ENTRIES SUPPLIED: Begin

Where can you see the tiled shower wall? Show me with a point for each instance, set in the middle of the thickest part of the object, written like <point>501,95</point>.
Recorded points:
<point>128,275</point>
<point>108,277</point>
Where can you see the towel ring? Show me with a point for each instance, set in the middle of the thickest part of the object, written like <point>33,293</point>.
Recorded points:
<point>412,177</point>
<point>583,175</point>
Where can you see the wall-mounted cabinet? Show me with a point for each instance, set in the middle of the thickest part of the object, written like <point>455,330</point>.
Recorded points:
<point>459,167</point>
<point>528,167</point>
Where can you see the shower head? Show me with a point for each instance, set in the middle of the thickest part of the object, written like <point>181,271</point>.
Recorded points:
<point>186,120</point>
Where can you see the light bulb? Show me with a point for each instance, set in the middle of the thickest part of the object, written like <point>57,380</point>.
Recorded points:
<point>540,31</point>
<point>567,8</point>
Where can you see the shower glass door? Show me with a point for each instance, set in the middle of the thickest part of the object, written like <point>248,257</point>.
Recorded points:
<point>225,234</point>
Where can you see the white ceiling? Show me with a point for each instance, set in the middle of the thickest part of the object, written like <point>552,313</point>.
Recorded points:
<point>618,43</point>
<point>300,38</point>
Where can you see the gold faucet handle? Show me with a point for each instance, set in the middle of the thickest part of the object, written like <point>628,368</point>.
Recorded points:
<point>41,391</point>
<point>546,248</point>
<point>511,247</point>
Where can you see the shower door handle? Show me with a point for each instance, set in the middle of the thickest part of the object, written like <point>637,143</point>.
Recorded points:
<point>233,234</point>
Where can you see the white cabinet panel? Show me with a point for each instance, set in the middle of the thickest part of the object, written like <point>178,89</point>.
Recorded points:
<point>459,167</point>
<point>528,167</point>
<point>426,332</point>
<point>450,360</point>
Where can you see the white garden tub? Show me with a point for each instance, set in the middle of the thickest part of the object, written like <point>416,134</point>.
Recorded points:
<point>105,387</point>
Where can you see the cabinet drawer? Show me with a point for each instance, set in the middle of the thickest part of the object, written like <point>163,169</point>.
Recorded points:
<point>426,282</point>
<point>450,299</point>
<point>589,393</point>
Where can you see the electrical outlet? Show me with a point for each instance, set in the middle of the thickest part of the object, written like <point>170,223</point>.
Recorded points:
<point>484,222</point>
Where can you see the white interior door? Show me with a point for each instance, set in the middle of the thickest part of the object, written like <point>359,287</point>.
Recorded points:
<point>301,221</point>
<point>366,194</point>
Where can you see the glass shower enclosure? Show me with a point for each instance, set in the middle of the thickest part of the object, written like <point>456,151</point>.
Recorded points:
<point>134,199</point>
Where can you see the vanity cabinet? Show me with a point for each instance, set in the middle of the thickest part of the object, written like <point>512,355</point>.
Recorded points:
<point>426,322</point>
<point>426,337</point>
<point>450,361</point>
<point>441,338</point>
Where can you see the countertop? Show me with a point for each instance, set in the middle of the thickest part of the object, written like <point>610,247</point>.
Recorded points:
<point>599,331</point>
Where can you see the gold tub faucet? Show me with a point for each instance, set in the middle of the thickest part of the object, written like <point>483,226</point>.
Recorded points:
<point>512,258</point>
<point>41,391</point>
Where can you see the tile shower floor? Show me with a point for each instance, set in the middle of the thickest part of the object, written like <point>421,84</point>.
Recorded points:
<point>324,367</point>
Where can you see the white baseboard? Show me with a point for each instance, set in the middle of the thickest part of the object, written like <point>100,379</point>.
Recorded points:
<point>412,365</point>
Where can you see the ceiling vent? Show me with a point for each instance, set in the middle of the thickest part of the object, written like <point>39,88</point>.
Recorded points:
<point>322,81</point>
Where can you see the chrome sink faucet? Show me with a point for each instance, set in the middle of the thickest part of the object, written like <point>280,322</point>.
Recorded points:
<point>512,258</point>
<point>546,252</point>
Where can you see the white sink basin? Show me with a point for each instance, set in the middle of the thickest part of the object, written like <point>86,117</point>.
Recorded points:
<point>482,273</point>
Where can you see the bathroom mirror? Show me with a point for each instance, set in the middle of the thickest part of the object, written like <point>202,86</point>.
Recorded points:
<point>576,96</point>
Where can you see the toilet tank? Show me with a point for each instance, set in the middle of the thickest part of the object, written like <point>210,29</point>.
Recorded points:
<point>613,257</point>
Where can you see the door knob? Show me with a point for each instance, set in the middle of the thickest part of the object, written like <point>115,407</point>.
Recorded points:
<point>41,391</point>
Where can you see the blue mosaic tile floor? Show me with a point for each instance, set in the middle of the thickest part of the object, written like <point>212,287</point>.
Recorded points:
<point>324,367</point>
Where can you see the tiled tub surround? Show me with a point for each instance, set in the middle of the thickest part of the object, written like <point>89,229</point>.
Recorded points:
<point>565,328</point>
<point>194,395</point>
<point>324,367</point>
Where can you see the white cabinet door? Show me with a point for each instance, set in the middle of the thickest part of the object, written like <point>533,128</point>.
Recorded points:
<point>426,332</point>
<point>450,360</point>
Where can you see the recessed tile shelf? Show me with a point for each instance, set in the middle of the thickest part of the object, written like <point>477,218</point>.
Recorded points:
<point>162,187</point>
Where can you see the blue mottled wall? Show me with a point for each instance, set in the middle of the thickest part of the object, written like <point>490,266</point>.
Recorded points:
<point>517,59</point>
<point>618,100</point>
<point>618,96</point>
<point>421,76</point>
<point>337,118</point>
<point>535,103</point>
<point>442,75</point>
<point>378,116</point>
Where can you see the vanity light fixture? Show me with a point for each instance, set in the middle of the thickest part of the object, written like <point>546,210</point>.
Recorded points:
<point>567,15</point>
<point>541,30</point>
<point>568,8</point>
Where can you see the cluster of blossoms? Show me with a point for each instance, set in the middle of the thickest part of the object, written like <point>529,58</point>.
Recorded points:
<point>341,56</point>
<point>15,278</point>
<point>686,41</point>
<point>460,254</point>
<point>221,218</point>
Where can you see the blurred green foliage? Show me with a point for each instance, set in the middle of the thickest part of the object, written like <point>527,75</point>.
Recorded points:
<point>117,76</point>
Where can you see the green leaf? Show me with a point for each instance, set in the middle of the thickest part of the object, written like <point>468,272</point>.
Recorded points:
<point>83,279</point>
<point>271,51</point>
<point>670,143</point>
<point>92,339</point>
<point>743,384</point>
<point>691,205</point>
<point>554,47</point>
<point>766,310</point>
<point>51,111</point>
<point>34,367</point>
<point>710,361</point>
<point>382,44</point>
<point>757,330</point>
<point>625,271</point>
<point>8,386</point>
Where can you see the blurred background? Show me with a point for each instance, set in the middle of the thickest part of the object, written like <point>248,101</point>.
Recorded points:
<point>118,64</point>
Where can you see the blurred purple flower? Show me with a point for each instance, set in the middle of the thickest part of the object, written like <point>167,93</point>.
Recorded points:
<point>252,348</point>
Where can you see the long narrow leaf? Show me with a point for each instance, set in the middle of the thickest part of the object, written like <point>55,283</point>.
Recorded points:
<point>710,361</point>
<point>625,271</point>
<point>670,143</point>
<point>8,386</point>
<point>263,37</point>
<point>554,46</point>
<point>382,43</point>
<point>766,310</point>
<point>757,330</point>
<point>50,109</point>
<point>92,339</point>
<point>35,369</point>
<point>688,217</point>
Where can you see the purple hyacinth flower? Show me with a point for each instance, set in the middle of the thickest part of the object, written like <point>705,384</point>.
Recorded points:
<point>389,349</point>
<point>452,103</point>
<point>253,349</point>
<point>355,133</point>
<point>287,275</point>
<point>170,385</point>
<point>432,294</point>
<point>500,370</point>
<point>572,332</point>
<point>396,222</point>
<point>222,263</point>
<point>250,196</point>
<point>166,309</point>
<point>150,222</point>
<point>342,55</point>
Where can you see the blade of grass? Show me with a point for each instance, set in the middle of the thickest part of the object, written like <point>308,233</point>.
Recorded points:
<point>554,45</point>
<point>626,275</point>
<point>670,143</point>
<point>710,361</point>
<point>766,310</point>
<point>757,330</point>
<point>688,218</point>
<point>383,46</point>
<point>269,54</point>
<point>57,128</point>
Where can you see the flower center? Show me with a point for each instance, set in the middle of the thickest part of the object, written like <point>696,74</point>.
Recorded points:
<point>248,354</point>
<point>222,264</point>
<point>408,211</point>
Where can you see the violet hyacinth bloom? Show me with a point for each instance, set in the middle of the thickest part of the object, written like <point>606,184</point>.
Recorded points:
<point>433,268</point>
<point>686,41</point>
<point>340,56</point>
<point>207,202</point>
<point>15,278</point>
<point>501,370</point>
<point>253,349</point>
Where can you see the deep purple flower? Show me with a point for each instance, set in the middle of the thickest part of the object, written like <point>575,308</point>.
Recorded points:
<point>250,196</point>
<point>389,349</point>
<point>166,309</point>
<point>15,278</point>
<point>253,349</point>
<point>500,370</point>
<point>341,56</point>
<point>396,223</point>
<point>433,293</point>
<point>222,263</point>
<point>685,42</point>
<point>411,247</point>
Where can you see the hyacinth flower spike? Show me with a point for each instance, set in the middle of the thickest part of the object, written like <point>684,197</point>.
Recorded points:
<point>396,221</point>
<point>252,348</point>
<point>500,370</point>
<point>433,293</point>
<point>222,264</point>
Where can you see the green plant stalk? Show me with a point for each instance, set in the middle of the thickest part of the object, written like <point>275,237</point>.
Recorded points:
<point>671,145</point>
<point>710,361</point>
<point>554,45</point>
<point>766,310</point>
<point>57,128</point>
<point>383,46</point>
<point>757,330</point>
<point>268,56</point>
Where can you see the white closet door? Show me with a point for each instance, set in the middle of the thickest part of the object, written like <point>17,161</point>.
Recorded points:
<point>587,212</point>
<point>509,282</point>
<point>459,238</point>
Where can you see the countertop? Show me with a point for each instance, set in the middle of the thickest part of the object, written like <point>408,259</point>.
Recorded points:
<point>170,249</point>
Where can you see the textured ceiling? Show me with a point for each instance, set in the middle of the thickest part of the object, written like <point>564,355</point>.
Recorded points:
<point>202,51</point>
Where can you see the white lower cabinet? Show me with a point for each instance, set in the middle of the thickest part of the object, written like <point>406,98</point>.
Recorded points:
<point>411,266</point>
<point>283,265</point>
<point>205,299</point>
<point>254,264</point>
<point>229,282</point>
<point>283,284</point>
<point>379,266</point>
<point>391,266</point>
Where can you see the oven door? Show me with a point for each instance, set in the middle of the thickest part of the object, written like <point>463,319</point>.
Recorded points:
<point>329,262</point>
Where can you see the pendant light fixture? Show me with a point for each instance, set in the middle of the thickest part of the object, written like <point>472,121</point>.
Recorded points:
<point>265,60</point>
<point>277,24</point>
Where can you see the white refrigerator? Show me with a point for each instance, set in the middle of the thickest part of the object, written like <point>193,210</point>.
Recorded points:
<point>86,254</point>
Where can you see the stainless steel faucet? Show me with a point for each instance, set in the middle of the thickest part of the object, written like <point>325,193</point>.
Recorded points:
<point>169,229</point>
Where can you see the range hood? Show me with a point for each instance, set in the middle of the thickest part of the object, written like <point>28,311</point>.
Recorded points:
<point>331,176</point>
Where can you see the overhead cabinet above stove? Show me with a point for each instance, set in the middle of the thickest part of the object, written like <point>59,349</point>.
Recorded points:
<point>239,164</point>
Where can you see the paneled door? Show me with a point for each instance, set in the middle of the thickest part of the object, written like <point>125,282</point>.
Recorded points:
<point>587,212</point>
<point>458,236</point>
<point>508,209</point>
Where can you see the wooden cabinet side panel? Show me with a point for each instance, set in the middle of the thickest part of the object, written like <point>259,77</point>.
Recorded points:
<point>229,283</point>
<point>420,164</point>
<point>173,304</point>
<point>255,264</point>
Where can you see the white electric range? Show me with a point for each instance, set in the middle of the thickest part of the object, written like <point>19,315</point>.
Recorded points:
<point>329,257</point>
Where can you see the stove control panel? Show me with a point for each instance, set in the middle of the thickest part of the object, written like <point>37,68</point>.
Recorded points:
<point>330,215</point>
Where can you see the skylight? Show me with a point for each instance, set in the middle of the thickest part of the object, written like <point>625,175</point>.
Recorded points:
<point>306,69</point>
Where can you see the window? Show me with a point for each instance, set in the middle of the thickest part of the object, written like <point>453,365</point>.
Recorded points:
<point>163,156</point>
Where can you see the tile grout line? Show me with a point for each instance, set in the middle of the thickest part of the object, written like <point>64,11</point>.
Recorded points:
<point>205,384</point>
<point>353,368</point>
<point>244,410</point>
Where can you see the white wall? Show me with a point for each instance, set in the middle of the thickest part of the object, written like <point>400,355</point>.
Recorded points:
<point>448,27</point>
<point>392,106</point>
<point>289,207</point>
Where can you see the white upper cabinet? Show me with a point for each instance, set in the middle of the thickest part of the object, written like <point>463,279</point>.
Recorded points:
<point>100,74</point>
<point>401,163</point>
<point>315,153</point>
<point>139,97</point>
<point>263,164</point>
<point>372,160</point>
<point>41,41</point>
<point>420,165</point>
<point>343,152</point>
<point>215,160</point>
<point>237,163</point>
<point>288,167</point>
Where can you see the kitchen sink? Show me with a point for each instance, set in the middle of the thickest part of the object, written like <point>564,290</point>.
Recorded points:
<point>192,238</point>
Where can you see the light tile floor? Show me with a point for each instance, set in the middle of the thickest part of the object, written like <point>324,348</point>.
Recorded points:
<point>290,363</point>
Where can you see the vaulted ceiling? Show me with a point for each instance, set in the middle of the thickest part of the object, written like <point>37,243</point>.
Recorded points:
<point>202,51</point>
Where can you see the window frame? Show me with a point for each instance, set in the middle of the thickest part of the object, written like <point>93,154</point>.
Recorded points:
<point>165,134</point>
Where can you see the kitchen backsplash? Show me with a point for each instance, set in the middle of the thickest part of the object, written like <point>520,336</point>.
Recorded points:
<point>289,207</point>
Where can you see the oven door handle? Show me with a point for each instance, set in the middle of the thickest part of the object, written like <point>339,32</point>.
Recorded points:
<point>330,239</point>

ENTRIES SUPPLIED: End

ASSIGNMENT
Among the entries above, copy exactly only the lines starting with the one containing "Where can you see the violet" and going through the one containing "Where can you see the green plant", both ends included.

TASK RESULT
Where can you see the violet hyacinth bloom? Show me with a point for each instance, set in the middle of the thickest part of the object, written like <point>606,184</point>.
Recorded points:
<point>433,268</point>
<point>686,41</point>
<point>340,56</point>
<point>207,202</point>
<point>15,278</point>
<point>501,370</point>
<point>253,349</point>
Where can you see the deep purple flower? Show me with a point for each instance, set in the middle of the thickest part of the object, written like <point>575,308</point>.
Recorded points:
<point>250,196</point>
<point>389,349</point>
<point>166,309</point>
<point>15,278</point>
<point>253,349</point>
<point>500,370</point>
<point>341,56</point>
<point>396,223</point>
<point>433,293</point>
<point>222,263</point>
<point>685,42</point>
<point>411,247</point>
Where can you see the hyacinth flower spike? Show me with a point for each instance, set in the middle of the thickest part of the object, written like <point>684,197</point>.
Recorded points:
<point>396,221</point>
<point>252,348</point>
<point>500,370</point>
<point>433,293</point>
<point>222,264</point>
Where can you see the green plant stalk? Show me with a point for each instance, set in the middle of the thickest part of the object, written like <point>275,237</point>.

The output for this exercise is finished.